# Set exercise 1:
Copy out the entries from the line containing "Exercise. Mark the silver" down to the line containing "915), (323, 1012)]", both lines included. Reproduce only those lines, and increase every coordinate in the answer lists by 12 while leaving the requests and their sample lists unchanged.

# Reading text:
Anonymous Coward | more than 2 years ago | (#38153568)

If you and X were tagged in a photo, but have no relationship outside of that specific encounter, was that brought into the equation? Like and subscribe aside, it appears they did not include other interactions that may not require friend associations. Did you both attended the same event? Commented on the same post?

A person that makes coffee.for me is 1 degree of separation but I don't call them my friend.

Minimum (2)

Zaphod The 42nd (1205578) | more than 2 years ago | (#38153586)

I'd be curious to know what the minimum number of connections necessary to link any two persons is, over the average.

Re:Minimum (2)

pipedwho (1174327) | more than 2 years ago | (#38153766)

I'd be curious to know what the minimum number of connections necessary to link any two persons is, over the average.

# Set exercise 2:
Rewrite the comment thread from "A person that" down to "ago | (#38153766)", renaming "connections" as "ties" everywhere it appears.

# Task data:
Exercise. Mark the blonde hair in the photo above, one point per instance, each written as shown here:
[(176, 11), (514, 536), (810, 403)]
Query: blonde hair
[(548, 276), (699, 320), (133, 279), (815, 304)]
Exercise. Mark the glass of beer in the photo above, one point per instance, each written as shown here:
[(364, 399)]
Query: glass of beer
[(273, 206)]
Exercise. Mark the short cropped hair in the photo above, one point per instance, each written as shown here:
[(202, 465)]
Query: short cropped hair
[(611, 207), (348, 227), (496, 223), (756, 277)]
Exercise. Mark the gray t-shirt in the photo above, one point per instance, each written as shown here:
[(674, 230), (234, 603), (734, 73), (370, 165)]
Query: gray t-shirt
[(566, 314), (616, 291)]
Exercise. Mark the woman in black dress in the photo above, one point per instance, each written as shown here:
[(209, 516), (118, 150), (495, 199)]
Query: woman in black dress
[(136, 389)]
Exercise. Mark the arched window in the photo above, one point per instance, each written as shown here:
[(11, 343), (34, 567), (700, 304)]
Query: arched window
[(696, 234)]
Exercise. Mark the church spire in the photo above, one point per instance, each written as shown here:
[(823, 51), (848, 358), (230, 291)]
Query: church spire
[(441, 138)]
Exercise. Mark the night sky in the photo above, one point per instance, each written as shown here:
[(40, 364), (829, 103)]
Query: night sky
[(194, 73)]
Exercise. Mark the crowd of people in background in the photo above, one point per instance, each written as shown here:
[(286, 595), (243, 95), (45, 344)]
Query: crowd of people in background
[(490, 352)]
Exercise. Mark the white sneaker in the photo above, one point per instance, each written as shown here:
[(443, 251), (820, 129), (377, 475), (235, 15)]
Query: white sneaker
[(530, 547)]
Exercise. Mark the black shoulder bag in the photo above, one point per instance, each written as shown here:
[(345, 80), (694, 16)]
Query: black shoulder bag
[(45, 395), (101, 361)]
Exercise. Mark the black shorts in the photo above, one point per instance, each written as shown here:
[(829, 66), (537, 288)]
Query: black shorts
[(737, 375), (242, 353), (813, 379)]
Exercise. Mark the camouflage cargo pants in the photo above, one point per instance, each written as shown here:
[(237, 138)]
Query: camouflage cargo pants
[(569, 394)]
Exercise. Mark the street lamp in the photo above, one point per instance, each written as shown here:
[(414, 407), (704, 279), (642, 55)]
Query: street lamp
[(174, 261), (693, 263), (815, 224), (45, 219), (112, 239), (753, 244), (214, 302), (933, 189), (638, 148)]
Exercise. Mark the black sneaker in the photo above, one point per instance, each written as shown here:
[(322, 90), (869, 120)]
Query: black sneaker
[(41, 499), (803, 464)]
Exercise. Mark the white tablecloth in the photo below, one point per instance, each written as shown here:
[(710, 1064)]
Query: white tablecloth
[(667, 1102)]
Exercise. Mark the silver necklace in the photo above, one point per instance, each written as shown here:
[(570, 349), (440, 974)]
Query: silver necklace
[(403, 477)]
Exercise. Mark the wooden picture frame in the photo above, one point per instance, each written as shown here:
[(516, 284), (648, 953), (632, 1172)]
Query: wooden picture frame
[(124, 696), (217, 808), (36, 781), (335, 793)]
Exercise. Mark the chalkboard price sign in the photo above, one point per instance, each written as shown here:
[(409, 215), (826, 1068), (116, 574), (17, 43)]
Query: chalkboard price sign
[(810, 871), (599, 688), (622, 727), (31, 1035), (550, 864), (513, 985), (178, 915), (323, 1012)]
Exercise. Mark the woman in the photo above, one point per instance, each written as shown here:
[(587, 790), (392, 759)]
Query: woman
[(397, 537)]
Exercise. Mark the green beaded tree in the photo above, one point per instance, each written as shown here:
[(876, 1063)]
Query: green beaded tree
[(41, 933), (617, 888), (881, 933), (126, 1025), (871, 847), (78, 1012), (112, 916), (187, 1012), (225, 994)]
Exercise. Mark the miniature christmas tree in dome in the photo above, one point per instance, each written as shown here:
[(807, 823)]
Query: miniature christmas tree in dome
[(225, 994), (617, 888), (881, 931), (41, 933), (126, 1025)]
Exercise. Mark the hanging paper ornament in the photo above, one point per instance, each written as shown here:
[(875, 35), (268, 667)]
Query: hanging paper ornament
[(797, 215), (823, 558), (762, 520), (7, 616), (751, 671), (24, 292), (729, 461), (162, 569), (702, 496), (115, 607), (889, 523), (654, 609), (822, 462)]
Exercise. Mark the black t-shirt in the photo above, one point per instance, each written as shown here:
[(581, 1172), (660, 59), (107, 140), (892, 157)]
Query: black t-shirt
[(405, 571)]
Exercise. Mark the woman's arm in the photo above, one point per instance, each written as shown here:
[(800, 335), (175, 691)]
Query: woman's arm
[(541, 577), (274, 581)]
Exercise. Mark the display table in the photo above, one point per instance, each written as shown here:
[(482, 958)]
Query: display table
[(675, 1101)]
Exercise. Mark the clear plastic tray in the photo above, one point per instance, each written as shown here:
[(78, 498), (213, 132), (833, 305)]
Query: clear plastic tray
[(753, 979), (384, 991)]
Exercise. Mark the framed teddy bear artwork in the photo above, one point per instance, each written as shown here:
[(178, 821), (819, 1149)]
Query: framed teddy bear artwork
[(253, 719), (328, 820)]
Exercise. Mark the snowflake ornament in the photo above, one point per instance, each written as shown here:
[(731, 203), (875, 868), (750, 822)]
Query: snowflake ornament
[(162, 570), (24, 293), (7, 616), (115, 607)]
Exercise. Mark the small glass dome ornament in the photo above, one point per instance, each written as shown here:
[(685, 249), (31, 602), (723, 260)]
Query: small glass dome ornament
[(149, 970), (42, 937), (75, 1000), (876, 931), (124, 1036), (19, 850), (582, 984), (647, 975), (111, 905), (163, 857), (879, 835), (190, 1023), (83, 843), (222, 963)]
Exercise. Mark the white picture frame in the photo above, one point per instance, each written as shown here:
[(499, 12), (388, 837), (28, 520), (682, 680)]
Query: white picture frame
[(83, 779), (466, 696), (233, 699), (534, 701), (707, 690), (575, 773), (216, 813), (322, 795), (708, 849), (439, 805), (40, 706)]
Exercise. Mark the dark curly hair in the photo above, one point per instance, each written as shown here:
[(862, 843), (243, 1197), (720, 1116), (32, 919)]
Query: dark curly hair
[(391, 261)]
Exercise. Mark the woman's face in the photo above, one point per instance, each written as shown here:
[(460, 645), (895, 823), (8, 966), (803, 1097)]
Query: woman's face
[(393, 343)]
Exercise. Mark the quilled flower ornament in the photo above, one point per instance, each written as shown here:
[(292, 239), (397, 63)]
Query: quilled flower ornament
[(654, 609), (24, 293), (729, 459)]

# Task solution 1:
Exercise. Mark the silver necklace in the photo above, one point per instance, each written as shown here:
[(570, 349), (440, 974)]
Query: silver necklace
[(415, 489)]
Exercise. Mark the wooden picture frame in the photo above, one point per instance, each written as shown here:
[(516, 284), (648, 953), (632, 1172)]
Query: wooden picture frame
[(136, 708), (229, 820), (48, 793), (347, 805)]
Exercise. Mark the chalkboard price sign in the photo above, one point per instance, each written as shown here:
[(409, 215), (826, 1068), (116, 574), (17, 43)]
Query: chalkboard price sign
[(822, 883), (611, 700), (634, 739), (43, 1047), (562, 876), (525, 997), (190, 927), (335, 1024)]

# Task solution 2:
A person that makes coffee.for me is 1 degree of separation but I don't call them my friend.

Minimum (2)

Zaphod The 42nd (1205578) | more than 2 years ago | (#38153586)

I'd be curious to know what the minimum number of ties necessary to link any two persons is, over the average.

Re:Minimum (2)

pipedwho (1174327) | more than 2 years ago | (#38153766)